→ **TO DO**:
[A] Reproduce, word for word, the portion of the drug development article that opens with the words containing "In the earliest" and closes with "differences in weight.".
[B] According to the drug development article, what must a drug's sponsor submit before testing can move from animals to humans?

→ **PASSAGE PROVIDED**:
▬▬▬▬▬▬▬▬▬▬
How can the process of drug development be improved?

Pharmaceuticals are one of modern medicine’s tools to prevent and treat acute and chronic diseases – everything from treating cancer to lowering plasma lipids for the prevention of atherosclerotic cardiovascular disease (ASCVD). Yet the process of drug discovery and development is long and expensive, and the vast majority of drugs that enter this pipeline will ultimately fail to reach the point of FDA approval. The expense and high failure rate can contribute to the high price tags on many medications that do end up on the market (as discussed in depth by Saum Sutaria on a recent episode of The Drive). But why do so many drug candidates fail? And how might the drug development process be improved in order to better allocate resources toward the most viable options? 

Stages of drug development

Before we can evaluate potential areas for improvement, we first need to understand some basics of the current process of drug development.

In the earliest stages, candidate drugs undergo years of testing and development to evaluate efficacy and potential toxicity through in vitro cell culture and in vivo animal studies. Preclinical animal studies are also used to determine initial human dosing, scaled by relative differences in weight. 

Before testing can proceed from animals to humans, the drug’s sponsor (often the manufacturer) must then submit an investigational new drug (IND) application. This application includes the preclinical efficacy and toxicology data, detailed protocols for the initial clinical trial phases, and manufacturing information meeting the requirements for “Good Manufacturing Practices” (GMP) – criteria that establish, for instance, a manufacturer’s ability to consistently supply a drug for clinical trials with the necessary quality controls. The FDA reviews IND applications to gauge the risks to research study participants and rejects the application if risk is deemed too high or if there are study design flaws. Once an IND application is approved, the clinical trial process can begin. 

The table below delineates the four or five clinical research study phases, each of which builds upon the last – if the drug moves on to the next phase.

Table: Phases of Clinical Research

The most recently introduced phase 0 is not mandatory but is intended to expedite the clinical evaluation of new drugs, for instance by demonstrating that a given drug reaches its intended target tissue. (If a new cancer therapy does not reach a tumor, there is little point in proceeding to studies in a larger population.)
▬▬▬▬▬▬▬▬▬▬
→ **DATA EXTRACT**:
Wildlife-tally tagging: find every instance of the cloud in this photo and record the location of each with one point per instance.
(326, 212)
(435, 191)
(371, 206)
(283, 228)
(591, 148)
▬▬▬▬▬▬▬▬▬▬
→ **RESPONSES BY ITEM NUMBER**:
[A]
In the earliest stages, candidate drugs undergo years of testing and development to evaluate efficacy and potential toxicity through in vitro cell culture and in vivo animal studies. Preclinical animal studies are also used to determine initial human dosing, scaled by relative differences in weight.

[B] An investigational new drug (IND) application.